__WORK TO COMPLETE__: Turn everything from the line containing "Query: **river**" down to the end of the records into a JSON list of strings, one string per line, leaving out blank lines.

__GIVEN DATA__:
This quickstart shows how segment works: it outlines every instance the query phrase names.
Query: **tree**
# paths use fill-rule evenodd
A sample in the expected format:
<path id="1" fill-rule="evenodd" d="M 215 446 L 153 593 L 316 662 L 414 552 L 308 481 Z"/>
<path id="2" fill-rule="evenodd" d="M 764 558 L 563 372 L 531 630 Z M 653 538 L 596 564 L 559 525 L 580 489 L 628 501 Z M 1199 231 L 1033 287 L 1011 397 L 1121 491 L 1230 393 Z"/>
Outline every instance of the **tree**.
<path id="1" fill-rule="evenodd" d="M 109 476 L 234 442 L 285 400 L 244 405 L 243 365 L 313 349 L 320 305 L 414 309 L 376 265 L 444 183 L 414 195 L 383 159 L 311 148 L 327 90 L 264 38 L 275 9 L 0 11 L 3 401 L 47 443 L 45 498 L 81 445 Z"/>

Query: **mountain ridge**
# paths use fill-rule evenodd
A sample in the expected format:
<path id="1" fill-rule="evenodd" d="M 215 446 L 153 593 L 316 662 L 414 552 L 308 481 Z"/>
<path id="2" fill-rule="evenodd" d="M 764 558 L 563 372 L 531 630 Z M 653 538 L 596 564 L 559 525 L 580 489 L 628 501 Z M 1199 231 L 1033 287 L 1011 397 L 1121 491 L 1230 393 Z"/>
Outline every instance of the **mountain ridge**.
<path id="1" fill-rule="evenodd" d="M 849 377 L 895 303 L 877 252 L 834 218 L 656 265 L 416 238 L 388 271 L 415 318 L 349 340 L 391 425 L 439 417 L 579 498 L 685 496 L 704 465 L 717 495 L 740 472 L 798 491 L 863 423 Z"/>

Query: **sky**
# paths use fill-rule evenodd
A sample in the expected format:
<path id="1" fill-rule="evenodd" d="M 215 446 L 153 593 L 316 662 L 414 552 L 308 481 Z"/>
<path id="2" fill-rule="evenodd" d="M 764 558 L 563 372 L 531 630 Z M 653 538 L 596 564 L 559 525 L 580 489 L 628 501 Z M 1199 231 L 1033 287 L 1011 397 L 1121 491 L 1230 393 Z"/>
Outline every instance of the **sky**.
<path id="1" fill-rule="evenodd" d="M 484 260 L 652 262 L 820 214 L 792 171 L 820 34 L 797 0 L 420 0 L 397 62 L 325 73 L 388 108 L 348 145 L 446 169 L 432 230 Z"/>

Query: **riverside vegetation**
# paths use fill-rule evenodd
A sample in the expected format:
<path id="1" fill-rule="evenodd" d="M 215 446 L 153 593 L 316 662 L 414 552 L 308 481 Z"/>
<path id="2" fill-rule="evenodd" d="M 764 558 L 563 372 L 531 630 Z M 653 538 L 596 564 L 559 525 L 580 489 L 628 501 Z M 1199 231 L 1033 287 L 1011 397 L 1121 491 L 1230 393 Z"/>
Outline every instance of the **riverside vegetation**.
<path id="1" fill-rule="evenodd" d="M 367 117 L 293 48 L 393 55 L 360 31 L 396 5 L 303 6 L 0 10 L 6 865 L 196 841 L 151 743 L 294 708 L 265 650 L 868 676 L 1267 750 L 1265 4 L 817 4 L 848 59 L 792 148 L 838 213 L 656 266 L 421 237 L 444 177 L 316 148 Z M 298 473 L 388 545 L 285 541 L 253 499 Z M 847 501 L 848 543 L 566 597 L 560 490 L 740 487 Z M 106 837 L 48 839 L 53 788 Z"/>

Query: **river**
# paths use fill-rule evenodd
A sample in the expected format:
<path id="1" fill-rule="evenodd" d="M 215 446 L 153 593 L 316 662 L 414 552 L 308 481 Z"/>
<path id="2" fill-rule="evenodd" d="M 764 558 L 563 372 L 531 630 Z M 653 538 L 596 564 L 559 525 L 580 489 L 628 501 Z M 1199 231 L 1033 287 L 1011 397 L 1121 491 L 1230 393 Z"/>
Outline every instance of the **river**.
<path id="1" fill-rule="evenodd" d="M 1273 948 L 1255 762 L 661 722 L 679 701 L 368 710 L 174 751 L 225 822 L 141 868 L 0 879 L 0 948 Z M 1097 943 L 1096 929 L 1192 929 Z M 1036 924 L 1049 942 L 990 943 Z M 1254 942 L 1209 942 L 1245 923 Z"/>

__REPLY TO THE EXERCISE__:
[
  "Query: **river**",
  "# paths use fill-rule evenodd",
  "A sample in the expected format:",
  "<path id=\"1\" fill-rule=\"evenodd\" d=\"M 215 446 L 153 593 L 316 662 L 414 552 L 308 481 Z\"/>",
  "<path id=\"2\" fill-rule=\"evenodd\" d=\"M 764 558 L 563 372 L 531 630 Z M 653 538 L 596 564 L 559 525 L 580 489 L 628 501 Z M 1199 231 L 1033 287 L 1011 397 L 1121 491 L 1230 393 Z\"/>",
  "Outline every instance of the **river**.",
  "<path id=\"1\" fill-rule=\"evenodd\" d=\"M 1273 948 L 1255 762 L 661 722 L 679 701 L 368 710 L 174 751 L 225 822 L 141 868 L 0 879 L 0 948 Z M 1097 943 L 1096 929 L 1192 929 Z M 1036 924 L 1049 942 L 990 943 Z M 1254 942 L 1209 942 L 1245 923 Z\"/>"
]